__Aim of the task__
Can you extract every line of the data below that contains the string "with", treating uppercase and lowercase as different?

__Records for this task__
>> start
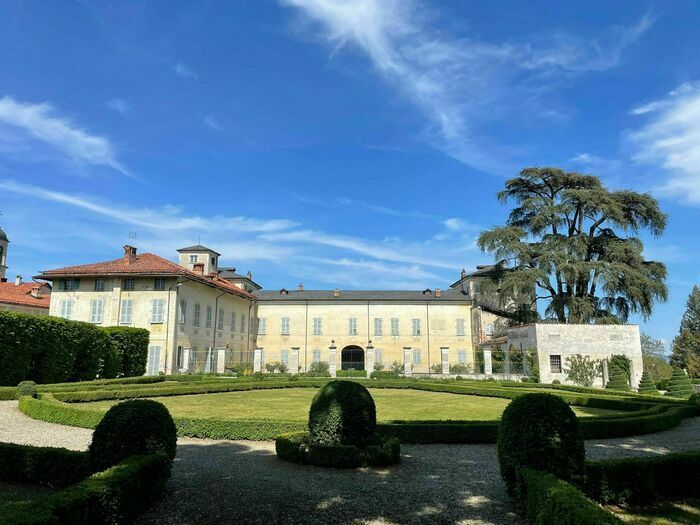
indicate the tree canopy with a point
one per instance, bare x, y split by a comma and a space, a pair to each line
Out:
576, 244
>> end
>> start
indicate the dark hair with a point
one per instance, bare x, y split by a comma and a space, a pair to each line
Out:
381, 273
>> end
>> start
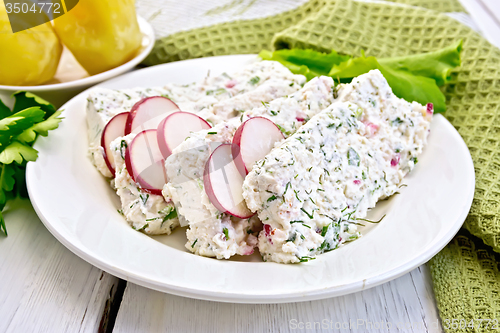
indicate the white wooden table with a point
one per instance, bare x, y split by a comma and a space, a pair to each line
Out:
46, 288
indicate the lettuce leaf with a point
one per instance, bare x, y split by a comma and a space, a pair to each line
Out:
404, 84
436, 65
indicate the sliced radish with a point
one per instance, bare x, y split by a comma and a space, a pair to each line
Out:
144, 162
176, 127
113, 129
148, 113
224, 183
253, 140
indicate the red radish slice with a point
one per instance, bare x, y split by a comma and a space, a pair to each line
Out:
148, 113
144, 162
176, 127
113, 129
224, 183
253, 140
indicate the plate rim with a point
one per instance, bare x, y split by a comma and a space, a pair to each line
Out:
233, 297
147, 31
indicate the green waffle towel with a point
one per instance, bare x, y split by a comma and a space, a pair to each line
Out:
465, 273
>> end
__Exercise output__
indicate the tree canopy with a point
indicate the dark hair with a point
indicate the white wooden table with a point
indicate the lettuce leaf with a point
indicate the sliced radish with a point
indicate the red radish slice with a point
indicate the plate rim with a point
indicate the green waffle towel with a point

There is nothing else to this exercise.